Before IFRS 15, revenue recognition was governed by multiple, sometimes inconsistent standards including IAS 18 Revenue, IAS 11 Construction Contracts, and numerous industry-specific interpretations. IFRS 15 replaced all of these with a single, unified 5-step model, bringing significantly greater comparability and transparency to financial statements worldwide.
An entity shall recognise revenue to depict the transfer of promised goods or services to customers in an amount that reflects the consideration to which the entity expects to be entitled in exchange for those goods or services.
Why IFRS 15 Matters
Revenue is one of the most important metrics used by investors, analysts, and regulators to assess an entity’s financial performance. Inconsistencies in how revenue was previously recognised especially in industries like software, construction, and telecommunications led to reduced comparability and, in some cases, accounting manipulation. IFRS 15 addresses this by requiring entities to apply a consistent, judgment-based model aligned with the economics of each transaction.
- Multiple fragmented standards
- Industry-specific guidance
- Risk & reward model (goods)
- Stage of completion (services)
- Limited variable consideration guidance
- Minimal disclosure requirements
- Single, unified 5-step model
- Consistent across all industries
- Performance obligation approach
- Over time or point in time
- Robust variable consideration guidance
- Extensive, disaggregated disclosures
Scope & Applicability
IFRS 15 applies to all contracts with customers, with specific exceptions. Understanding the scope is crucial before applying the 5-step model.
✅ Within Scope
- Contracts with customers for goods or services
- Revenue from sale of goods
- Rendering of services
- Software licences and subscriptions
- Construction and long-term contracts
- Royalties from intellectual property
- Franchise fees
❌ Outside Scope
- Lease contracts (IFRS 16)
- Insurance contracts (IFRS 17)
- Financial instruments (IFRS 9)
- Non-monetary exchanges between entities in the same line of business
- Certain guarantees (IAS 32 / IFRS 9)
- Collaborative arrangements (not a customer)
Who is a “Customer”?
A customer is a party that has contracted with an entity to obtain goods or services that are an output of the entity’s ordinary activities in exchange for consideration. This distinction matters, collaborative partners sharing in risks and rewards of a project may not be customers under IFRS 15.
The 5-Step Revenue Recognition Model
At the heart of IFRS 15 is a sequential five-step process. Each step must be completed before the next is applied. This model ensures that revenue reflects the actual transfer of economic benefits to the customer.

● DIRECTIONS:
**1)** According to the IFRS 15 overview above, which standards and guidance did IFRS 15 replace?
**2)** Continue the IFRS 15 overview above, picking up right after its final sentence.

● PROVIDED INFORMATION:

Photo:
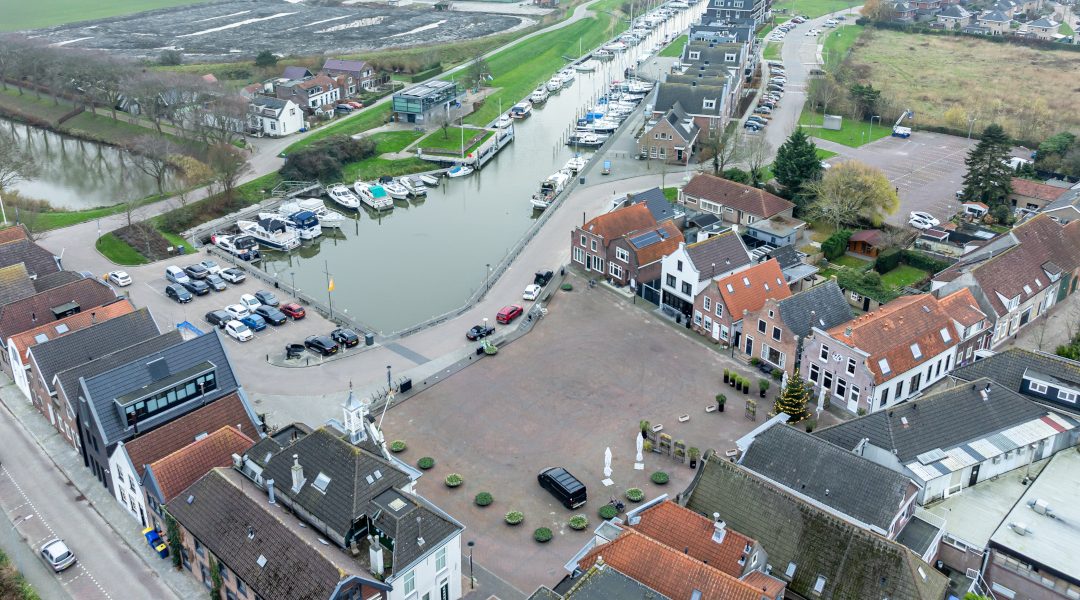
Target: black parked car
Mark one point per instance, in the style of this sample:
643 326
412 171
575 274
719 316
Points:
176 291
345 337
267 298
218 318
322 344
198 287
478 331
271 315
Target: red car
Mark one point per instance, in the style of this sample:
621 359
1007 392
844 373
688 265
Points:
509 313
293 310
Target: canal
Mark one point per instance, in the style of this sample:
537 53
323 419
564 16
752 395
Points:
428 257
76 174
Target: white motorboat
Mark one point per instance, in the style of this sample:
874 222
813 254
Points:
273 231
243 247
374 195
340 194
327 218
550 189
459 171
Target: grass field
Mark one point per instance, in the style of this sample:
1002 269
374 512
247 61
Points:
44 13
1022 89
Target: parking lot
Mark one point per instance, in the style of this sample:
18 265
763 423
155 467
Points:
579 383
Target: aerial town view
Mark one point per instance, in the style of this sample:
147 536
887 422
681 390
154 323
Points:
540 299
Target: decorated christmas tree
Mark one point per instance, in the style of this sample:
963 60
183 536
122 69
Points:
793 399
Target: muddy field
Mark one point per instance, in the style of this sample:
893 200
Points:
233 28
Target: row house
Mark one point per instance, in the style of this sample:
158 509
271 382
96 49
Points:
721 308
1020 275
889 355
691 268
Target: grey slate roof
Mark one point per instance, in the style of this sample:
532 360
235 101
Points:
855 562
834 476
100 390
726 250
822 305
84 345
68 380
943 420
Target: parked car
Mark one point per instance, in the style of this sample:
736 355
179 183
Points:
566 488
233 275
255 322
175 274
215 282
56 555
197 286
322 344
267 298
293 310
345 337
238 311
218 318
119 278
196 271
478 331
238 330
271 315
176 291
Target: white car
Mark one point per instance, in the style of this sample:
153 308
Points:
250 302
925 217
238 311
119 278
238 330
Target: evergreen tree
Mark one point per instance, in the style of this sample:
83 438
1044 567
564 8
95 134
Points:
989 177
797 163
794 399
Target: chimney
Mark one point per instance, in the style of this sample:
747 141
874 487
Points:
297 474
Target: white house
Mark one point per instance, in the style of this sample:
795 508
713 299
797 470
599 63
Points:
273 117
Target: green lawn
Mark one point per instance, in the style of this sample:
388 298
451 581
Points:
674 50
902 275
852 133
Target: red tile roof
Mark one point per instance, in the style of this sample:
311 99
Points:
164 440
666 570
26 340
176 472
747 289
677 527
747 199
620 222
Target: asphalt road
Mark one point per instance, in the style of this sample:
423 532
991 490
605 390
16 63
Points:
41 504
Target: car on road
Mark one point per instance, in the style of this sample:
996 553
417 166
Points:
178 292
566 488
346 337
196 271
925 216
255 322
238 311
218 318
56 555
238 330
233 275
267 298
509 313
119 278
293 310
322 344
271 315
478 331
215 282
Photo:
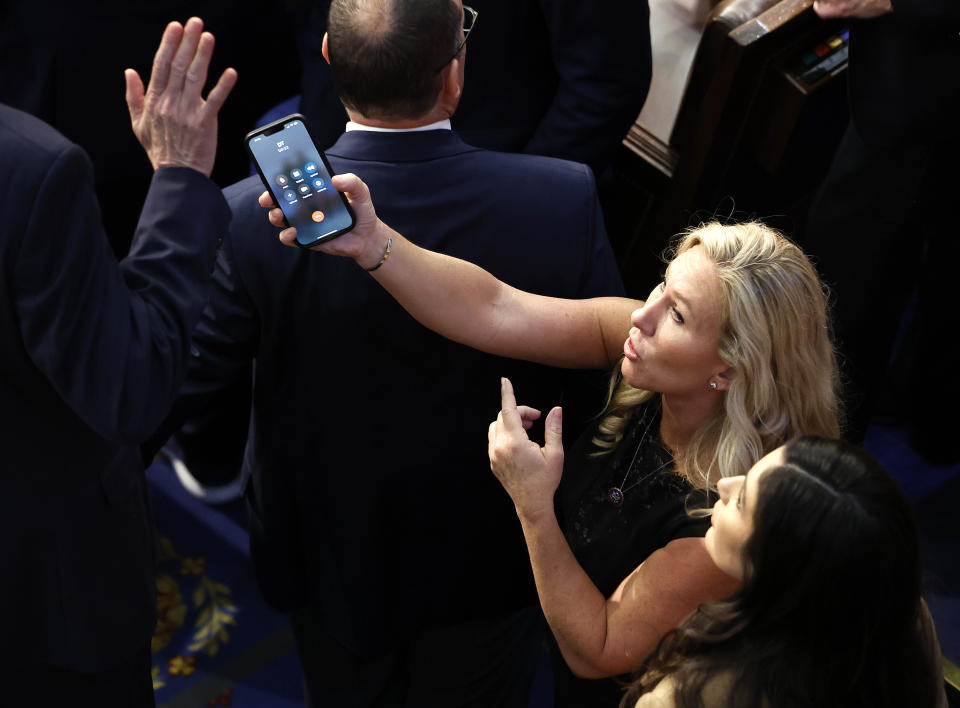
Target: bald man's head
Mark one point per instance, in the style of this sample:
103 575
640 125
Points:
385 55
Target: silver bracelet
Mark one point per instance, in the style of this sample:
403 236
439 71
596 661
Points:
384 257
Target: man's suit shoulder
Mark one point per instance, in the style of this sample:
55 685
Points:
24 138
547 170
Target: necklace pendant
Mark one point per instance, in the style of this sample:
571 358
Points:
615 496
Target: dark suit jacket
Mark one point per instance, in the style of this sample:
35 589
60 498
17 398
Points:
370 488
92 355
904 68
564 78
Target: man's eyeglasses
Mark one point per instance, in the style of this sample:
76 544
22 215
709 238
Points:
469 21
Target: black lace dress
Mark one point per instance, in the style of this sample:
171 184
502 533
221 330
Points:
615 510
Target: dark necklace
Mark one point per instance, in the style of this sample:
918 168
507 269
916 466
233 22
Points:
615 495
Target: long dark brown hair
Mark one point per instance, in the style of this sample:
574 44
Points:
830 612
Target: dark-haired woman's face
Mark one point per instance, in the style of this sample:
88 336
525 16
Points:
732 520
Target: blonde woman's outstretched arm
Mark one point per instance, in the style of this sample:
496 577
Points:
468 305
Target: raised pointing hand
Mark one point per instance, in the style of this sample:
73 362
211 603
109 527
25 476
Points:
173 122
528 472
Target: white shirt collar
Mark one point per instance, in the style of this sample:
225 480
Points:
439 125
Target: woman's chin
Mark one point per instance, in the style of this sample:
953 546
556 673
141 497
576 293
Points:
629 371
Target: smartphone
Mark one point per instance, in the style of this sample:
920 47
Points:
296 172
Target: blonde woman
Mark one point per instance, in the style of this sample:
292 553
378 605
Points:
727 359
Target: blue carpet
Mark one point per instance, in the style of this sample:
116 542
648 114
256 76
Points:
218 644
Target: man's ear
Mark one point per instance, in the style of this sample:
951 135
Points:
452 86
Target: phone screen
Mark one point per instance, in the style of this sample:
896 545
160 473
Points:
299 180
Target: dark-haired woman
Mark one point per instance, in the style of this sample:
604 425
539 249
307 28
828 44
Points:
728 358
830 611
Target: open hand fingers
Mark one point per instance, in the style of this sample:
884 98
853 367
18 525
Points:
196 74
160 73
134 94
508 406
184 55
527 416
218 94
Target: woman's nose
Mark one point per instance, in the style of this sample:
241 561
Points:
644 320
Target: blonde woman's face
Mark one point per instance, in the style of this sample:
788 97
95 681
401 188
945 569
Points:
673 344
732 521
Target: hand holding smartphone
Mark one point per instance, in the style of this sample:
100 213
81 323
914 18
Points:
297 174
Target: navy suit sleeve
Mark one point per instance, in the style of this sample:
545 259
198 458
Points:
600 274
601 52
224 343
112 340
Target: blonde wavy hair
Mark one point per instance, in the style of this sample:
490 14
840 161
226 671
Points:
775 333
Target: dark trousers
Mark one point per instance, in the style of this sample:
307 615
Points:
128 685
477 664
882 234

● ANSWERS IN ORDER:
**1)** IAS 18 Revenue, IAS 11 Construction Contracts, and numerous industry-specific interpretations.

**2)**
Identify the Contract
Determine whether a valid contract with a customer exists by meeting all five criteria.
Identify Performance Obligations
Identify each distinct promise to transfer goods or services within the contract.
Determine Transaction Price
Establish the total consideration expected in exchange for fulfilling obligations.
Allocate Transaction Price
Allocate the price to each performance obligation based on relative stand-alone selling prices.
Recognise Revenue
Recognise revenue when (or as) each performance obligation is satisfied.
Identify the Contract with a Customer
A contract is an agreement between two or more parties that creates enforceable rights and obligations. IFRS 15 specifies five criteria that must all be met for a contract to exist:
- Approval and Commitment: The parties have approved the contract and are committed to performing their obligations.
- Rights Identified: Each party’s rights regarding the goods or services to be transferred can be identified.
- Payment Terms: The payment terms for the goods or services to be transferred can be identified.
- Commercial Substance: The contract has commercial substance; the risk, timing, or amount of future cash flows is expected to change.
- Probable Collection: It is probable that the entity will collect the consideration to which it will be entitled.
Contract Modifications
A contract modification is a change in the scope or price (or both) of a contract that is approved by the parties. It should be accounted for as:
New Separate Contract
When the modification adds distinct promised goods or services and the price increases by an amount that reflects their stand-alone selling price.
Modification of Existing Contract
Treated as either a termination of the original contract and creation of a new one, or as a continuation depending on whether remaining goods/services are distinct.
Contract Combination
Entities must combine two or more contracts entered into at or near the same time with the same customer if: the contracts are negotiated as a package, consideration in one contract depends on the other, or the goods/services are a single performance obligation.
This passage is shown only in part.